* [TEXT PROVIDED]
A moisture detection circuit (1135) according to one embodiment of the present disclosure may be located between the + terminal (501) and the - terminal (502) of a PCB (1130) that electrically connects the motor assembly (1100) and the battery module (1500).

A moisture detection circuit (1135) according to one embodiment of the present disclosure may be connected to an input port of a first processor (1131) of a motor assembly (1100) included in a PCB (1130) and a + power line that receives power from a battery module (1500).

According to one embodiment of the present disclosure, at least one processor (1010) may include at least one of a main processor (1800) of a cleaner body (1000) and a first processor (1131) of a motor assembly (1100). When the first processor (1131) of the motor assembly (1100) according to one embodiment of the present disclosure identifies that moisture has entered the cleaner body (1000) through a moisture detection circuit (1135), it may transmit information that moisture has entered the cleaner body (1000) to the main processor (1800). The first processor (1131) of the motor assembly (1100) may receive a signal from the main processor (1800) to stop driving the suction motor (1110).

* [PROBLEMS TO SOLVE]
1. In the moisture detection passage, where may the moisture detection circuit (1135) be located?
2. Collect every line of the entries that contains the string "dropping", matching case exactly.

* [TASK INPUT]

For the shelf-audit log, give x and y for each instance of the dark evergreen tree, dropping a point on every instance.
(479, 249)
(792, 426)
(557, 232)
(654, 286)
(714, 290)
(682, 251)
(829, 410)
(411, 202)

* [SOLUTIONS BY TASK]
1. Between the + terminal (501) and the - terminal (502) of the PCB (1130) that electrically connects the motor assembly (1100) and the battery module (1500).

2.
For the shelf-audit log, give x and y for each instance of the dark evergreen tree, dropping a point on every instance.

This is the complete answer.